Problem requirements: Find each line in the records below that contains the string "coat" and copy those lines out.

== Extracted records ==

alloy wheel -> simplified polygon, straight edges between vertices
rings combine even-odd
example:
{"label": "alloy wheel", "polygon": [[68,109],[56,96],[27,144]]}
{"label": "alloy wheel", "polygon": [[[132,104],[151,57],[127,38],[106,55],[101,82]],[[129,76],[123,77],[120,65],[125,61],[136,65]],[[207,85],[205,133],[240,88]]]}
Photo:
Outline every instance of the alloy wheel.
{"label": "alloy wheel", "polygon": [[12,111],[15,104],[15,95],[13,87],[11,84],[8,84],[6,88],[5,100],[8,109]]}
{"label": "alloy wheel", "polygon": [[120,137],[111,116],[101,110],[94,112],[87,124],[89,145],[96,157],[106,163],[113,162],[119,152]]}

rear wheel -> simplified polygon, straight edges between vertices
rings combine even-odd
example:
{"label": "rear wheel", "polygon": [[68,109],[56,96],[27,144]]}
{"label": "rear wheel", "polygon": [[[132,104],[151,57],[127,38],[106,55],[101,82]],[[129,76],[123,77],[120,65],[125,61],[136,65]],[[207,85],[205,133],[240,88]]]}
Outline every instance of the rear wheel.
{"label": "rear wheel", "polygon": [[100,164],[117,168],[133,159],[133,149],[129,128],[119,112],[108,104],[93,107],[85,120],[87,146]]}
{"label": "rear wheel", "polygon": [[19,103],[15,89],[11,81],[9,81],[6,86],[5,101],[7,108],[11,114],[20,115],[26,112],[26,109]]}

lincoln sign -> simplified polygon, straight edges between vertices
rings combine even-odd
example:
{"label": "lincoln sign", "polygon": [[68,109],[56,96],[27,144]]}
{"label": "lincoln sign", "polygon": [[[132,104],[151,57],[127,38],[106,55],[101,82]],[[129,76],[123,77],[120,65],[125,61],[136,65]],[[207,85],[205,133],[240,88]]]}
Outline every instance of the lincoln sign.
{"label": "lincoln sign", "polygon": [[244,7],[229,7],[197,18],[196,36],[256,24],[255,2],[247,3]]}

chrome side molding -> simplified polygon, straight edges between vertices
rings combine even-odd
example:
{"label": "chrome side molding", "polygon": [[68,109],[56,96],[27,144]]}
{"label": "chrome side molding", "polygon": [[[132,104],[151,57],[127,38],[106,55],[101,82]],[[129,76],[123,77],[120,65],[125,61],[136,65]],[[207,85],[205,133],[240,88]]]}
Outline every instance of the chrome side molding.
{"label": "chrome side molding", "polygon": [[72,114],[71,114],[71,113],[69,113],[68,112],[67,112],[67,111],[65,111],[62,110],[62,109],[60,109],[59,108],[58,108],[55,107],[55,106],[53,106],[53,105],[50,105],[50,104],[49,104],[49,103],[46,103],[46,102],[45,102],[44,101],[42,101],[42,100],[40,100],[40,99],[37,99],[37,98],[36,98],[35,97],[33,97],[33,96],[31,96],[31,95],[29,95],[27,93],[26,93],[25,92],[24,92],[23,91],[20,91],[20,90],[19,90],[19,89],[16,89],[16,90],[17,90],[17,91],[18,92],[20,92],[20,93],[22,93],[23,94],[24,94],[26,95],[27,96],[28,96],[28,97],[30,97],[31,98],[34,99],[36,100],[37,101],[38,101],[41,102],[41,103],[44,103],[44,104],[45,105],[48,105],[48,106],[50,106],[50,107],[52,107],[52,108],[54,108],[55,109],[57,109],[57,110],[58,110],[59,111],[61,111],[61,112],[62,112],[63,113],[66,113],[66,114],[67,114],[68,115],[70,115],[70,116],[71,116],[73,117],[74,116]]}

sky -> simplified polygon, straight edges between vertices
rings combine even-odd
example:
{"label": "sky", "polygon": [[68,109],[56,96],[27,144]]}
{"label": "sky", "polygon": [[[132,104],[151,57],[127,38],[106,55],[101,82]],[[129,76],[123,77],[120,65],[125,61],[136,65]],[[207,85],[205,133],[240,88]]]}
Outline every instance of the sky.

===
== Extracted records ==

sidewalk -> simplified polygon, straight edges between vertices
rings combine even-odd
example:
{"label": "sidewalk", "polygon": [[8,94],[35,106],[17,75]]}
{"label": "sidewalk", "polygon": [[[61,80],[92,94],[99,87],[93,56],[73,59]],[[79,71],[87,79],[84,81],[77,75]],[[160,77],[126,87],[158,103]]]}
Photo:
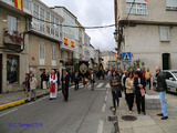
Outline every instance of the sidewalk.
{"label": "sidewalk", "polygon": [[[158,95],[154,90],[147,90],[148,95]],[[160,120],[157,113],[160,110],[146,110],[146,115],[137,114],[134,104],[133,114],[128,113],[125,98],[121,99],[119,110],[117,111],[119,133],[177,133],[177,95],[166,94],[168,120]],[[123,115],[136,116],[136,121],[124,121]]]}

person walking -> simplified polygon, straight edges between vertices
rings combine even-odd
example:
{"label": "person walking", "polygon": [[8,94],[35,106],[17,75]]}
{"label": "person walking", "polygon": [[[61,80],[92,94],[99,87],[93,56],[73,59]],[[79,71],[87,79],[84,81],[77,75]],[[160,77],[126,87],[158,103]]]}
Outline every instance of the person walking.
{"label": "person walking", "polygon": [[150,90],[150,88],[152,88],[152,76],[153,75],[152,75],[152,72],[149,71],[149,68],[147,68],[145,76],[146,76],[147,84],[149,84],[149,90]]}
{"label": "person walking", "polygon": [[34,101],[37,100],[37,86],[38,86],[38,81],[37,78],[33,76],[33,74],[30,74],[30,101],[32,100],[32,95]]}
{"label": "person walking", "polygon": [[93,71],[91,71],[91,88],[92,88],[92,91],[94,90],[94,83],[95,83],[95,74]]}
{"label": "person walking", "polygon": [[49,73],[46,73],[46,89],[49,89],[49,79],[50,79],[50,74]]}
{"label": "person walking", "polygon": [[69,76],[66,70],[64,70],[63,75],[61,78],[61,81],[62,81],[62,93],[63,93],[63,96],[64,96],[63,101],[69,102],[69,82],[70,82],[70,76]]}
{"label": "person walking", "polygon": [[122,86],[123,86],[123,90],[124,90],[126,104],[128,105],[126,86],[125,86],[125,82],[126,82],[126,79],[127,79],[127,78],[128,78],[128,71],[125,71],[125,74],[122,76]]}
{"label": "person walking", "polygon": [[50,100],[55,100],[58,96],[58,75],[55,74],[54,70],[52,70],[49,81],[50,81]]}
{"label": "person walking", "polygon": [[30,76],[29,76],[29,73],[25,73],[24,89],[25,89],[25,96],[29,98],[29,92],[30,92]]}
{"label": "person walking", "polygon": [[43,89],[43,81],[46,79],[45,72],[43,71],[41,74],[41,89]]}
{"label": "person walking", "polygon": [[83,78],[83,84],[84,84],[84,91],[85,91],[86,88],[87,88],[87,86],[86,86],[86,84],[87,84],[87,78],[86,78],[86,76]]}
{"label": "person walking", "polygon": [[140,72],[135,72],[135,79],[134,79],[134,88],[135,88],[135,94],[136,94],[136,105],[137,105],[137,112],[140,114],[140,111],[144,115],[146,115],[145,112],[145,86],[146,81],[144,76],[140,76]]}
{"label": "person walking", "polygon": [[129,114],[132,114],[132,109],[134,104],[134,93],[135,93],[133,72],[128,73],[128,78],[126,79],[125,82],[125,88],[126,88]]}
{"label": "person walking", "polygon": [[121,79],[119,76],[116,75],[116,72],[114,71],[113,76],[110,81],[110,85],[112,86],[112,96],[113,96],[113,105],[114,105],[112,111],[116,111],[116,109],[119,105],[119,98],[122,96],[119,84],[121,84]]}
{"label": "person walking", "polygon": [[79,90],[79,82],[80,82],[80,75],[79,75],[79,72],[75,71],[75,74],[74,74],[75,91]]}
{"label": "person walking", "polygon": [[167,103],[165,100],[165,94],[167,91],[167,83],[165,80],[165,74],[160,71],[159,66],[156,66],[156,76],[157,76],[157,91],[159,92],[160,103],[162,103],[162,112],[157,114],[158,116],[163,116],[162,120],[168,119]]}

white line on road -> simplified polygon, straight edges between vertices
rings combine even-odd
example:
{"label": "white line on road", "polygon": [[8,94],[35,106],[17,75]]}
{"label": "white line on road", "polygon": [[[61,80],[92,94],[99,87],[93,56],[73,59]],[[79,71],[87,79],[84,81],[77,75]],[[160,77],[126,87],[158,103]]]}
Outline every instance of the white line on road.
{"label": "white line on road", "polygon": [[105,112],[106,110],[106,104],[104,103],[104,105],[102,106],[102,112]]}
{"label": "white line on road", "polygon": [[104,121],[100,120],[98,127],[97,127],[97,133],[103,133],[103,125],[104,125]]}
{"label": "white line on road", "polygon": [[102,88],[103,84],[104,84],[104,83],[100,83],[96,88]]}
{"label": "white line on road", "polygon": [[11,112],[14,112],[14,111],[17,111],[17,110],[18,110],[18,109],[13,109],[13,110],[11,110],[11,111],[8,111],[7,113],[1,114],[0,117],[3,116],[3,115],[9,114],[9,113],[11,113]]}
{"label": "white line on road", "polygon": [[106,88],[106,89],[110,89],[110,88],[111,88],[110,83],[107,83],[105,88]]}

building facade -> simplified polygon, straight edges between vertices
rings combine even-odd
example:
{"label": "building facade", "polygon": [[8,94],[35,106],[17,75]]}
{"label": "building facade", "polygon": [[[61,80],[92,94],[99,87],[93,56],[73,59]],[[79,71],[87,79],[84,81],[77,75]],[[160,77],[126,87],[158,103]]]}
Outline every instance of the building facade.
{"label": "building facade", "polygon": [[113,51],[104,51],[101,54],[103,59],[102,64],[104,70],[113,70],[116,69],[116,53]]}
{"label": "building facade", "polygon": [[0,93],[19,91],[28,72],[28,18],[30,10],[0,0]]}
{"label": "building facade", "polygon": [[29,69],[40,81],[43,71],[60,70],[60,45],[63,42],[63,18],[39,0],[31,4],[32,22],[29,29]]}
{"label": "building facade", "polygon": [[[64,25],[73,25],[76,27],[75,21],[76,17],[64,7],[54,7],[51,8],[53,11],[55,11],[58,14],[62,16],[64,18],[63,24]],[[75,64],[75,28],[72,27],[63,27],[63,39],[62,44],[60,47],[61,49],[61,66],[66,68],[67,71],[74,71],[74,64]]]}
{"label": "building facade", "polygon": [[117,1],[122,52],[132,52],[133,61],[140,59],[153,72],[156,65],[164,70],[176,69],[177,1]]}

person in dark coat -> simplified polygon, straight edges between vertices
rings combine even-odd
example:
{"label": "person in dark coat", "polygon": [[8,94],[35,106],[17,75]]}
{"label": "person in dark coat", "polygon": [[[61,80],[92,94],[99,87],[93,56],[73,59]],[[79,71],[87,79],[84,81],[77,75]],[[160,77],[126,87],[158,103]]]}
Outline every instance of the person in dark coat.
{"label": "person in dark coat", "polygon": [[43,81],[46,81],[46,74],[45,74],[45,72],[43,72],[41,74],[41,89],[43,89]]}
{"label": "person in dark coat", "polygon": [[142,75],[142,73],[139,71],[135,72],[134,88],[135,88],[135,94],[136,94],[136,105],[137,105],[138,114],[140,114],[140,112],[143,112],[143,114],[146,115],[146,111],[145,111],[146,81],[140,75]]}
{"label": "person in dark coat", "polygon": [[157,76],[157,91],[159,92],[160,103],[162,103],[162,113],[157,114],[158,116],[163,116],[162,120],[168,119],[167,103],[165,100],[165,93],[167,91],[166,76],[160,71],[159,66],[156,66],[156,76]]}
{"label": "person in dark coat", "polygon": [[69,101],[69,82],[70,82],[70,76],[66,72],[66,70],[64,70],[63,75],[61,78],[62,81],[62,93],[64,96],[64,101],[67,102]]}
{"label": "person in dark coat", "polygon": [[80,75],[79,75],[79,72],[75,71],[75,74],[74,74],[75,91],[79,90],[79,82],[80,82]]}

===
== Extracted records ==

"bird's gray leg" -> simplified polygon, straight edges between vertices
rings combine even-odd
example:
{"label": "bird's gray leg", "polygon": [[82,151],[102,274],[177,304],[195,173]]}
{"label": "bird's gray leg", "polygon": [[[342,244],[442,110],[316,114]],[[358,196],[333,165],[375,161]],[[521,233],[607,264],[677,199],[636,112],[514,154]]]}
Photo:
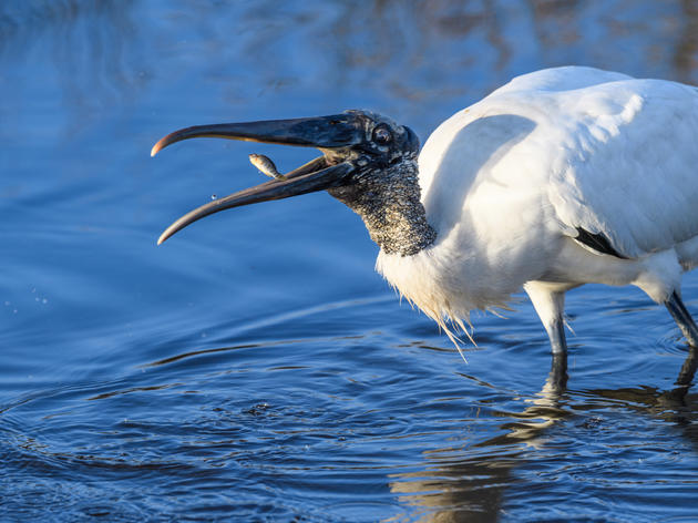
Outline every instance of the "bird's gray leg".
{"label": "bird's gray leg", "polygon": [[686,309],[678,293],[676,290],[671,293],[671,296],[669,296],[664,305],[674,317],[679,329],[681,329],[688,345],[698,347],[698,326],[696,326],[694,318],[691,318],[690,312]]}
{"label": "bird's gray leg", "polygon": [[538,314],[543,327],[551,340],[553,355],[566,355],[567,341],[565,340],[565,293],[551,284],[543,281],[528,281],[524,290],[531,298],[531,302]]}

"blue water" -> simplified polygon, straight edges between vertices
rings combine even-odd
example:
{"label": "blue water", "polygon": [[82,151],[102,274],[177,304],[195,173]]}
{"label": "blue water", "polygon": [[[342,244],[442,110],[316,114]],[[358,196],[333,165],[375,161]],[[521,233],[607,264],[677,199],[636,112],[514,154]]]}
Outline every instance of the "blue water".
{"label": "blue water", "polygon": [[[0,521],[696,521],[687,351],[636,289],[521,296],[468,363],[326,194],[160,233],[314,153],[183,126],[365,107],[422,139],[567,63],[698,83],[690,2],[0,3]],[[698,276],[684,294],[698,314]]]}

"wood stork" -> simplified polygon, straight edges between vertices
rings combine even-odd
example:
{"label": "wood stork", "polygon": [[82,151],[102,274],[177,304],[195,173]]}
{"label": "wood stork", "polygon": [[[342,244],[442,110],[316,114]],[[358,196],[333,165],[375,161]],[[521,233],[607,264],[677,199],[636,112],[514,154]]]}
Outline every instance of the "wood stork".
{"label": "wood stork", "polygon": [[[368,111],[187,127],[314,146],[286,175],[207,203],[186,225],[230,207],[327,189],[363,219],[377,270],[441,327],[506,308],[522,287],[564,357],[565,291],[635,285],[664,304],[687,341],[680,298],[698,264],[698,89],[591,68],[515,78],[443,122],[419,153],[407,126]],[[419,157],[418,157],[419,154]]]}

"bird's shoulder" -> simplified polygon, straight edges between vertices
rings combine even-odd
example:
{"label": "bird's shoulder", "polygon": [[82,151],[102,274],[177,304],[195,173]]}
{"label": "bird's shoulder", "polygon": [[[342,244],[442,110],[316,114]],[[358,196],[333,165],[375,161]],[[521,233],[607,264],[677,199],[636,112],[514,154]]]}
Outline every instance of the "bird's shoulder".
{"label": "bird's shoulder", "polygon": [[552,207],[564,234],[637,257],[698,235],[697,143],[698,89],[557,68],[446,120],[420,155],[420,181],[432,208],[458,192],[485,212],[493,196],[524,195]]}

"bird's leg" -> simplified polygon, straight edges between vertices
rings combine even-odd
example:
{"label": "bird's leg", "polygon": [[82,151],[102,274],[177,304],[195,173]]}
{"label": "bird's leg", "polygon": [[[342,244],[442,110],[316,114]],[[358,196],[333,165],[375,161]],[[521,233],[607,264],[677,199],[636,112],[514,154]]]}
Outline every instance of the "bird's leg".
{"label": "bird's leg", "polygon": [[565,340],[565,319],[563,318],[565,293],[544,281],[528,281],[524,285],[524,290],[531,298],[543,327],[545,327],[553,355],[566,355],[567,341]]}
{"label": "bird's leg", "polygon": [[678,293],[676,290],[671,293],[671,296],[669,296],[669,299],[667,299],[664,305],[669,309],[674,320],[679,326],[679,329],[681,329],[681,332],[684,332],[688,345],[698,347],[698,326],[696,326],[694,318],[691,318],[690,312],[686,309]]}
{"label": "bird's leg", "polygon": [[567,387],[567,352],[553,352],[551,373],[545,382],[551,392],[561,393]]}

===

Solved problem:
person in dark coat -> simplified polygon, straight edges between vertices
{"label": "person in dark coat", "polygon": [[8,94],[35,106],[17,75]]}
{"label": "person in dark coat", "polygon": [[[61,80],[92,94],[99,87],[93,56],[73,59]],[[79,71],[87,79],[84,81],[77,75]],[[160,77],[126,87],[158,103]]]}
Outline every instance of the person in dark coat.
{"label": "person in dark coat", "polygon": [[43,81],[46,81],[46,74],[45,74],[45,72],[43,72],[41,74],[41,89],[43,89]]}
{"label": "person in dark coat", "polygon": [[142,75],[142,73],[139,71],[135,72],[134,88],[135,88],[135,94],[136,94],[136,105],[137,105],[138,114],[140,114],[140,112],[143,112],[143,114],[146,115],[146,111],[145,111],[146,81],[140,75]]}
{"label": "person in dark coat", "polygon": [[157,76],[157,91],[159,92],[160,103],[162,103],[162,113],[157,114],[158,116],[163,116],[162,120],[168,119],[167,103],[165,100],[165,93],[167,91],[166,76],[160,71],[159,66],[156,66],[156,76]]}
{"label": "person in dark coat", "polygon": [[69,101],[69,82],[70,82],[70,76],[66,72],[66,70],[64,70],[63,75],[61,78],[62,81],[62,93],[64,96],[64,101],[67,102]]}
{"label": "person in dark coat", "polygon": [[80,75],[79,75],[79,72],[75,71],[75,74],[74,74],[75,91],[79,90],[79,82],[80,82]]}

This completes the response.